>> begin Page excerpt
The musical examined the establishment of the White House and its occupants from 1800 to 1900. Primarily focusing on race relations, the story depicted (among other incidents) Thomas Jefferson's then-alleged affair with a black maid, James Monroe's refusal to halt slavery in Washington, the aftermath of the American Civil War and Andrew Johnson's impeachment. Throughout the show, the leading actors performed multiple roles: Ken Howard played all the presidents, Patricia Routledge all the First Ladies, and Gilbert Price and Emily Yancy played the White House servants, Lud and Seena. Future Broadway stars Reid Shelton, Walter Charles, Beth Fowler and Richard Muenz appeared in ensemble roles, as did the young African-American baritone Bruce Hubbard.
The show was originally intended to be performed as a play-within-a-play, with the show's actors stepping out of character to comment on the plot and debate race relations from a modern standpoint. But this concept was almost entirely removed during the show's out-of-town tryouts in Philadelphia and Washington, D.C. By the time the show opened on Broadway on May 4, 1976, little of the metatheatrical concept remained, aside from certain scenic and costume elements and a few musical references (most notably, the opening number "Rehearse!").
Discouraged by the critical and public response to the work — and angry that during the tryouts much of his music had been condensed and edited without his consent — Bernstein refused to allow a cast recording of the musical. Just as he'd done with previously abandoned projects, Bernstein used portions of the score in subsequent works. In Songfest, for example, the setting of Walt Whitman's poem "To What You Said" as a baritone solo was a reworking of the original prelude of the show, in which the chorus hummed a melody played by the 'cello in the Songfest version. (In the show, this music was moved to the emotional low point of the second act, used as background to a Presidential funeral.) The occasional piece Slava! A Political Overture, written in honor of Bernstein's friend Mstislav Rostropovich, blended two numbers from the show, the up-tempo "Rehearse!" and "The Grand Old Party." Early in the opera A Quiet Place, the music for the aria "You're late, you shouldn't have come" derives from that of "Me," a song that in the original show established the metatheatrical concept that was eventually abandoned. (Some of the music for "Me" can be heard in the Broadway score, most memorably in the song "American Dreaming.")
>> end Page excerpt
- _What the task requires_
According to the excerpt about the White House musical, why did Bernstein refuse to allow a cast recording?
>> begin Dataset records
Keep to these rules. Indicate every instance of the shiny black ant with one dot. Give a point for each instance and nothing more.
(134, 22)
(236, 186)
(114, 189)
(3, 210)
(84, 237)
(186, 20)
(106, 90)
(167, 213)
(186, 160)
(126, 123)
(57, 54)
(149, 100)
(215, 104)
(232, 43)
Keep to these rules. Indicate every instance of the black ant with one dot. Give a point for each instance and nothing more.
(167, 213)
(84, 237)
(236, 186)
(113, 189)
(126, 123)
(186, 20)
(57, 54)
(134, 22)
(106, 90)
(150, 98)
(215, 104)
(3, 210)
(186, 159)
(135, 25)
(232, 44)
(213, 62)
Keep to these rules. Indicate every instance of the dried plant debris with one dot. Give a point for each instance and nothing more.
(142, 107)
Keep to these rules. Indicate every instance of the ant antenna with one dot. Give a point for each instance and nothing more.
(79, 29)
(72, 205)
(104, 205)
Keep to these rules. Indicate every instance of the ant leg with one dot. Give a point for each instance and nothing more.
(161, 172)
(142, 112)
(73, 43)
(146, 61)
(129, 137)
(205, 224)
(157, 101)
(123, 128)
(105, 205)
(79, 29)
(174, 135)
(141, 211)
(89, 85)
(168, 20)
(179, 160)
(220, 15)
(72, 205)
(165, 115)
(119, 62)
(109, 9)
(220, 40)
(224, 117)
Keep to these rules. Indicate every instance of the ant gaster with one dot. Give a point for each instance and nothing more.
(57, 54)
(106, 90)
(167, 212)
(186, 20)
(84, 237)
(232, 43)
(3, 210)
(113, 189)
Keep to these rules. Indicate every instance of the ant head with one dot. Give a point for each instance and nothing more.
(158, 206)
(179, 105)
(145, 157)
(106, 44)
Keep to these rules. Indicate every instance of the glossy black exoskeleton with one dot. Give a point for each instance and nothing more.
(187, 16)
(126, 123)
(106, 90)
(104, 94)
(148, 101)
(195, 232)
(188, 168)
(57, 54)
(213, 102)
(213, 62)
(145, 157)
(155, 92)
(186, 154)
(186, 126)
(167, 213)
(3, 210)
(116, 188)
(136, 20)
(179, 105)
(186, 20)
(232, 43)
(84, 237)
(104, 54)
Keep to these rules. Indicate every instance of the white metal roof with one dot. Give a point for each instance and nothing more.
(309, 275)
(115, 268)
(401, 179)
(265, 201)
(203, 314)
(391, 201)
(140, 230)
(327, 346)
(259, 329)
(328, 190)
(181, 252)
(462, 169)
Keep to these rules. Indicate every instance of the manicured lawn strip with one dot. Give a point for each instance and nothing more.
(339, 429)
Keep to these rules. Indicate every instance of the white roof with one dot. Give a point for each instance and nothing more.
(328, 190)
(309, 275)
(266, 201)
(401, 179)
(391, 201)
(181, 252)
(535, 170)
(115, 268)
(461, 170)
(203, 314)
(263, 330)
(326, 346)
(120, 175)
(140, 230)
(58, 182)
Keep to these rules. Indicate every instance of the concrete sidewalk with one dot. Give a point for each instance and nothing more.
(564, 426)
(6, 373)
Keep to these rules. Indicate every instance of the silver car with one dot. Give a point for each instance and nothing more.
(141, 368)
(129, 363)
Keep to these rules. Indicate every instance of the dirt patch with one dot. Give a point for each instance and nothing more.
>> end Dataset records
- _Solution to this exercise_
He was discouraged by how critics and the public responded to the work. He was also angry that during the tryouts much of his music had been condensed and edited without his consent.